List every line of the data below that contains the string "soil", treating uppercase and lowercase letters as distinct.

# [Items stored from a collection]
*-*-*

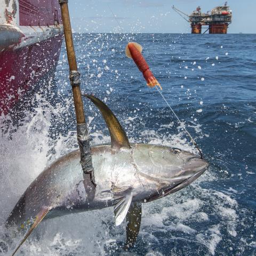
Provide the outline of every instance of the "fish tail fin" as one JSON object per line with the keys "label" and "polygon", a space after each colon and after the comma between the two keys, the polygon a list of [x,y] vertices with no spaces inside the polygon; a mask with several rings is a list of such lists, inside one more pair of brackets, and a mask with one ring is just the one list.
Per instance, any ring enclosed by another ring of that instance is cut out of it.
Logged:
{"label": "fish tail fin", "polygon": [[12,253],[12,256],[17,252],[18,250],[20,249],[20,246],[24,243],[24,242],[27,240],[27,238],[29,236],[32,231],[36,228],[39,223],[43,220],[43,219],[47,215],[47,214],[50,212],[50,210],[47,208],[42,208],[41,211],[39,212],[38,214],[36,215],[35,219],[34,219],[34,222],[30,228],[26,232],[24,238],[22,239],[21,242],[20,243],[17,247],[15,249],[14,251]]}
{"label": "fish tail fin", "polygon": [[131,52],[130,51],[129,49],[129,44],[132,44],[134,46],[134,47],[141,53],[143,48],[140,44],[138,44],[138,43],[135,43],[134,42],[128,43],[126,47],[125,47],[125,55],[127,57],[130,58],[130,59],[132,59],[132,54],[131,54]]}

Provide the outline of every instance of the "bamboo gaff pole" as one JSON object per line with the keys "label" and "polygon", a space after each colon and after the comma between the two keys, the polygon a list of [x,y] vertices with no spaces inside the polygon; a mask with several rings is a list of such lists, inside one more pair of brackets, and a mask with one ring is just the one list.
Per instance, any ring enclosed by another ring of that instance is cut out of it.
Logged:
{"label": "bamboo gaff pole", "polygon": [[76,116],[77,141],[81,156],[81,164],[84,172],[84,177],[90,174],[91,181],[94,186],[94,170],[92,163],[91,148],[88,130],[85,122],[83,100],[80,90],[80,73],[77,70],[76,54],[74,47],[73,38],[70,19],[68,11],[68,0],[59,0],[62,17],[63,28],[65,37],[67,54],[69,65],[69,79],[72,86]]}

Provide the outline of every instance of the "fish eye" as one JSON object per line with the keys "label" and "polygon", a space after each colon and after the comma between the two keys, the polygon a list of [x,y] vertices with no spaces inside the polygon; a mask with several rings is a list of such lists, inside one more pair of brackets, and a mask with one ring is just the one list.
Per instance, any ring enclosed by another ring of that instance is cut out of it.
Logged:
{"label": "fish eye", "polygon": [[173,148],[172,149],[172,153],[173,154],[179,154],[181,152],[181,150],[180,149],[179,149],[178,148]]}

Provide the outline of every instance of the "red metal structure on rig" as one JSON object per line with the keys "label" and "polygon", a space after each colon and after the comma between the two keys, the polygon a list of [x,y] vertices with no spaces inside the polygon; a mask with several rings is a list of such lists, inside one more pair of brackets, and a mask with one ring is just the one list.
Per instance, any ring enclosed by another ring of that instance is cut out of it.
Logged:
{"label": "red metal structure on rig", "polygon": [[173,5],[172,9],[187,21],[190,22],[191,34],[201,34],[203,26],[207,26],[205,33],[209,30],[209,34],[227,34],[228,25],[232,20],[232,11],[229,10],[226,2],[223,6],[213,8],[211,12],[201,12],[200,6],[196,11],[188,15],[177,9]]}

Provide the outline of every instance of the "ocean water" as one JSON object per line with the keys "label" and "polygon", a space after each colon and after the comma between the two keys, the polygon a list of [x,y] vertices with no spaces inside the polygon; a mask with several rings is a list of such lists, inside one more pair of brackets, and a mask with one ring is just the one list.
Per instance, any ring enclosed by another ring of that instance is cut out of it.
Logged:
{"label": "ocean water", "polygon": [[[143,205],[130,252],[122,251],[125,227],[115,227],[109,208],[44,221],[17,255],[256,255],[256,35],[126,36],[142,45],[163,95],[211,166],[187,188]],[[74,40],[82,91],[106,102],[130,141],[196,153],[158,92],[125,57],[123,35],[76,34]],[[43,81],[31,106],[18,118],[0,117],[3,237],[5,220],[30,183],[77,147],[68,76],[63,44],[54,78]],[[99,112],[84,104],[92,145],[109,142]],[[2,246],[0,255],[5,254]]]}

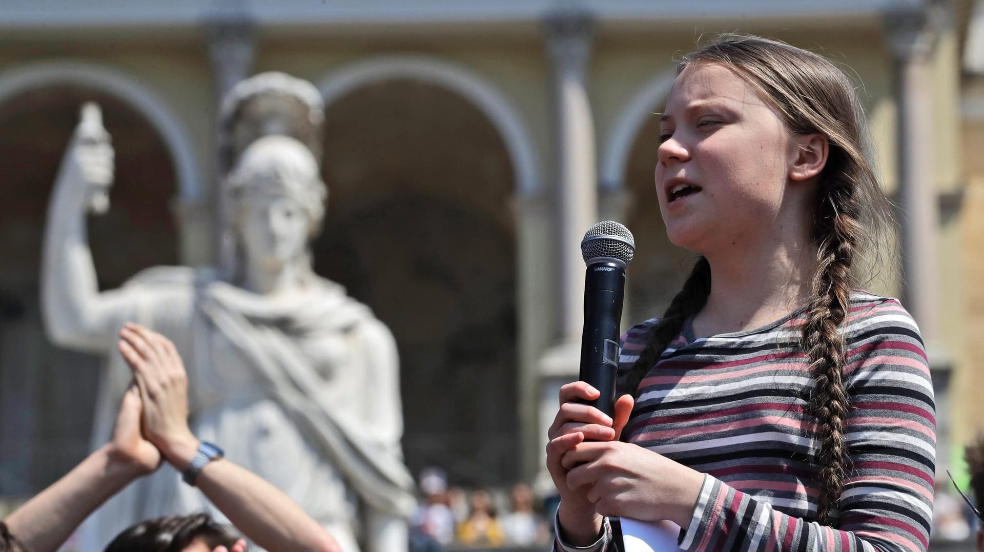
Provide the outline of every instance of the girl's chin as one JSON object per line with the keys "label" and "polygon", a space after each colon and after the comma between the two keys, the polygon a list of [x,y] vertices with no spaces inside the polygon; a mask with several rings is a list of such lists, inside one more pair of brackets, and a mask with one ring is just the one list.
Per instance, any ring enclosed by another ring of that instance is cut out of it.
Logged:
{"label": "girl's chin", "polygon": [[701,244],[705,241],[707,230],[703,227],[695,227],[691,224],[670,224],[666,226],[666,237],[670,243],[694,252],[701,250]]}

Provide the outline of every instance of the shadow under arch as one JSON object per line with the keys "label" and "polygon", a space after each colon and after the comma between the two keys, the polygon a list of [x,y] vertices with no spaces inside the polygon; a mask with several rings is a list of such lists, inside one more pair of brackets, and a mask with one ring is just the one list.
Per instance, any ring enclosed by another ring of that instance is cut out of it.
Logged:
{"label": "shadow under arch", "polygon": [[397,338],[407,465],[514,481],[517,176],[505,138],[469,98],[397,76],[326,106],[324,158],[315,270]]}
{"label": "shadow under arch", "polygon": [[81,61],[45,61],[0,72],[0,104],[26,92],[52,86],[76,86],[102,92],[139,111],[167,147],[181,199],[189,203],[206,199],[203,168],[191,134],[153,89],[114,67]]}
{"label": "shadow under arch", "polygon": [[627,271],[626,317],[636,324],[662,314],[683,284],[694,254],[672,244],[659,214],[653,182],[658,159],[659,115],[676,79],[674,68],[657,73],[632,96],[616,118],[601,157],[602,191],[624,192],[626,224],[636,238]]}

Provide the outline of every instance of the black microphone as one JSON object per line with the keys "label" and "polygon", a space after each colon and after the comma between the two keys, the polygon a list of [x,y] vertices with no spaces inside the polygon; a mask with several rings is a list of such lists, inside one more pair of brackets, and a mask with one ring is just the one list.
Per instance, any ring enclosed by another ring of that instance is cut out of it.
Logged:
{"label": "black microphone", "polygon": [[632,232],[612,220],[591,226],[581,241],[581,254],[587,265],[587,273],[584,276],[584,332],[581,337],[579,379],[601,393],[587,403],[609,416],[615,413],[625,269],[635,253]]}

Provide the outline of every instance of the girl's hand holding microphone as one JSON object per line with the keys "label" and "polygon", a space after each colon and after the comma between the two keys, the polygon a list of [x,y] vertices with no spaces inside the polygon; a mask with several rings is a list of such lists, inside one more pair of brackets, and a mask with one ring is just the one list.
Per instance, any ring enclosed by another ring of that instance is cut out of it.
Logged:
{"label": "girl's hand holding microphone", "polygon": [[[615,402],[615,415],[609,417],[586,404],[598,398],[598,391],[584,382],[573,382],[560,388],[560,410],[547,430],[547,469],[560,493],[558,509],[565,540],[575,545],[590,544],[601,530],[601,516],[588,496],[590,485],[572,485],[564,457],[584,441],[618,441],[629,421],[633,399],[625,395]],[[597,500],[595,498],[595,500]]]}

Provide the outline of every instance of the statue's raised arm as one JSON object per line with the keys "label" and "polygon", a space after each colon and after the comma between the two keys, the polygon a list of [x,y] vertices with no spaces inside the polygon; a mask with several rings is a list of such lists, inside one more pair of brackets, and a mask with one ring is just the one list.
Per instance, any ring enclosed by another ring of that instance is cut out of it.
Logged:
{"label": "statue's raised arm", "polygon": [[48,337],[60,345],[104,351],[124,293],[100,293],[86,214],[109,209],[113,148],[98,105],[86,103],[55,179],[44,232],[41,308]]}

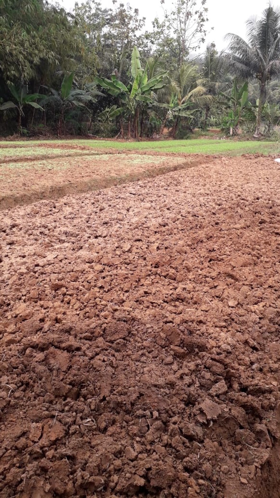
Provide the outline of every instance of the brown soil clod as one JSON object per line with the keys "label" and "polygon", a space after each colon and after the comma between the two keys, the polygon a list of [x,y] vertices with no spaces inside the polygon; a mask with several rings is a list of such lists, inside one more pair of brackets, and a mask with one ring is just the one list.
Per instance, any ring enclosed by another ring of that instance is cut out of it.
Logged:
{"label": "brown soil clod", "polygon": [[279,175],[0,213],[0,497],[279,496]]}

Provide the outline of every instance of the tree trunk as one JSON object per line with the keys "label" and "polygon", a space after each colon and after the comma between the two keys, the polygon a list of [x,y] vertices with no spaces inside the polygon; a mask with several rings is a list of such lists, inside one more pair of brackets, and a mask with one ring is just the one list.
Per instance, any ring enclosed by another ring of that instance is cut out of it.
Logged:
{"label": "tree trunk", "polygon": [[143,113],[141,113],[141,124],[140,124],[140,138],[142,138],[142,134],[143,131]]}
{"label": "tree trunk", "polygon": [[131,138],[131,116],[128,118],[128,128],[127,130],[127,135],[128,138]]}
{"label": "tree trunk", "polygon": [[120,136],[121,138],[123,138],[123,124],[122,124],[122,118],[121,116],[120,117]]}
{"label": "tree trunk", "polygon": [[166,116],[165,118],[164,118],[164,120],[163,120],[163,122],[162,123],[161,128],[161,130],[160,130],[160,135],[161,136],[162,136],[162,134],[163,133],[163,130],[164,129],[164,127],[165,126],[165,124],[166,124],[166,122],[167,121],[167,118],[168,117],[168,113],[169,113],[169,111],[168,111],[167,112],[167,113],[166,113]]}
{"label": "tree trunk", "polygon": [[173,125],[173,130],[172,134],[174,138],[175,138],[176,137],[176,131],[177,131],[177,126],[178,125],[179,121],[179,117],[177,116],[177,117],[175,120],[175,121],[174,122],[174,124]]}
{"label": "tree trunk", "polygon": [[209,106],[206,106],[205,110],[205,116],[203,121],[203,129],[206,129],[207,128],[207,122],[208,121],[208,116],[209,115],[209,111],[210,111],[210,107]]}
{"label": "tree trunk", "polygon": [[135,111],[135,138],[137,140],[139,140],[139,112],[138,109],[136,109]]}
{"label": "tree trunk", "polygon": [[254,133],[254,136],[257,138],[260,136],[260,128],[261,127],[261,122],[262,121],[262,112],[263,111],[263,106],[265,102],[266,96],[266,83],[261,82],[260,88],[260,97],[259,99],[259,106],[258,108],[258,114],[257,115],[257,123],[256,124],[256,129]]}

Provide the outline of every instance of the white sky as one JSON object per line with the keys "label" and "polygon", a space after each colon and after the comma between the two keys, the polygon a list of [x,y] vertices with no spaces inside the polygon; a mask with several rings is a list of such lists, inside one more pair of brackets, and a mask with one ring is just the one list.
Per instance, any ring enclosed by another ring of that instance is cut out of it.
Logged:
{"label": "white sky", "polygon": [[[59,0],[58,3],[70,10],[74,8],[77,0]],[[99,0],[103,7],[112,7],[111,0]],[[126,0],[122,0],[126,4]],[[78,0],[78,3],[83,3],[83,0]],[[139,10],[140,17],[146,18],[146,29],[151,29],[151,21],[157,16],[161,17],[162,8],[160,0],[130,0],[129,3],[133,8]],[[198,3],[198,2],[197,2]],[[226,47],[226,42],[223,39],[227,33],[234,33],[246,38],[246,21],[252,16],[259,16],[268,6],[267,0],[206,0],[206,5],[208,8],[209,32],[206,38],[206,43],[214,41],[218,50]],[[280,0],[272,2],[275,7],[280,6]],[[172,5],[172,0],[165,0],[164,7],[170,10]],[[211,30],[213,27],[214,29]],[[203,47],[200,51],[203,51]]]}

*-*-*

# [RESULT OF THIS TASK]
Provide the outline of every instance of the brown soil clod as one JSON object per line with the keys "label" and "polygon", a space after each colon and after the comma between the two keys, the polygon a list of [x,y] vertices with no spaces inside the polygon; a mask with several rings is a list of such lists, inside one more pair of brackets, and a mask with one ring is just the one list.
{"label": "brown soil clod", "polygon": [[279,175],[0,213],[0,497],[279,496]]}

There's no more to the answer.